═══ Фрагмент текста

Вступив в спор с Аполлоном, который подчеркивает доброе поведение Гектора, хвалит его заслуги как великодушного и достойного похвалы жреца, совершающего жертвоприношения, Гера выдвигает другой критерий оценки: рождение, божественное происхождение, который ставит Ахиллеса выше его жертвы. Конечно, она не забывает сказать о яствах, которыми боги обязаны Ахиллесу. Затем говорится о свадебном банкете, устроенном по случаю бракосочетания Пелея и Фетиды, пиршестве, в котором приняли участие все олимпийцы. Следовательно, речь идет о пище, вкушаемой за столом привилегированного смертного в тот самый момент, когда он соединялся браком с богиней, а не как в случае с Гектором — о приятном запахе, регулярно посылаемом благочестивым святошей.

Гера умело и логично манипулирует аргументами своего кастового сознания: рождение, происхождение. Посейдон же спорит с Зевсом во имя других ценностей: равенство в правах, разделение, жребий. Но каждый раз побеждает Зевс, ибо обладает верховной властью. То властный, то сговорчивый, зачастую лукавый, Зевс играет желаниями и правами других, как богов, так и смертных. Например, в споре о погребении тела Гектора он навязывает свое мнение Гере, обещая ей сначала, что Ахиллес получит такие же почести, какие никогда не получает простой смертный, но затем напоминает ей, что Гектор был очень дорог самому Зевсу — во имя блага всех богов — так как густой дым от огузка теленка, не правда ли, приятен всем на Олимпе... Зевс ловко смешивает собственный интерес с интересами других, начиная с интереса своей собеседницы, которой суждено вскоре в этом убедиться. Что касается Посейдона, то Зевс возьмет над ним верх, приведя юридический довод: Посейдон говорит о равенстве братьев? Хорошо, пусть тогда он вспомнит о законе, который утверждает право первородства, приоритета старшего над младшим. И мудрый Посейдон склоняется перед этим доводом.

══════
═══ Исходные сведения

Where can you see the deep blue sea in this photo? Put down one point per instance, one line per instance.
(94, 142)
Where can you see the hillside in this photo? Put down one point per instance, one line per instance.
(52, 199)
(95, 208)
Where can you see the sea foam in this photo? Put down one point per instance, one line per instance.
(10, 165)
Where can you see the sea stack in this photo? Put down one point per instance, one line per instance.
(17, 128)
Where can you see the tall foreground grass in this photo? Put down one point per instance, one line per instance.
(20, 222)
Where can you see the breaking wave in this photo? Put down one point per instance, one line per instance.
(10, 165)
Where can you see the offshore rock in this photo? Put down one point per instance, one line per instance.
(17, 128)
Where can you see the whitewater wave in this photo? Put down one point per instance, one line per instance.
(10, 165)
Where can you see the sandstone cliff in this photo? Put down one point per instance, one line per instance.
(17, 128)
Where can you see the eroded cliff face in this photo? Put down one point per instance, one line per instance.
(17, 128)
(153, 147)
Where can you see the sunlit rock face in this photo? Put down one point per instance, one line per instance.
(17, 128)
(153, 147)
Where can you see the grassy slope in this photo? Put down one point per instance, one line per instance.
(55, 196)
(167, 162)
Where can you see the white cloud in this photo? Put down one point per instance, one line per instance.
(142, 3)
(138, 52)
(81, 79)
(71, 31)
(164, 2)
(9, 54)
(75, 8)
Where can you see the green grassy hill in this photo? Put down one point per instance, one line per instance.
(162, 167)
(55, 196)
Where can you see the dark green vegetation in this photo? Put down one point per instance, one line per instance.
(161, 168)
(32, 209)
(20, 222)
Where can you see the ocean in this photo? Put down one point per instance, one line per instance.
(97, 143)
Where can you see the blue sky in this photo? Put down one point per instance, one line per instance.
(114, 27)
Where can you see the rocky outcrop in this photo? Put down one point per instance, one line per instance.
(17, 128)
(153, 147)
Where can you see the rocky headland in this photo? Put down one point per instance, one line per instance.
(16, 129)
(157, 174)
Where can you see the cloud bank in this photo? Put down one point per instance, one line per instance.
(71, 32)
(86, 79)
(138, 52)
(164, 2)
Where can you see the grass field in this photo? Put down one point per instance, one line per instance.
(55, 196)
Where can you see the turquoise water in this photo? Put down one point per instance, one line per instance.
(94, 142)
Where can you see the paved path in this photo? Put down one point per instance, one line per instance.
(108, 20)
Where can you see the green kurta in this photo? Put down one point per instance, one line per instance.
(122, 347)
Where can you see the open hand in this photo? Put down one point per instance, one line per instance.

══════

§ Ваша задача
Пожалуйста, укажите по отрывку о спорах олимпийских богов, какой критерий оценки выдвигает Гера в споре с Аполлоном.

§ Итог задания
Рождение, божественное происхождение, которое ставит Ахиллеса выше его жертвы.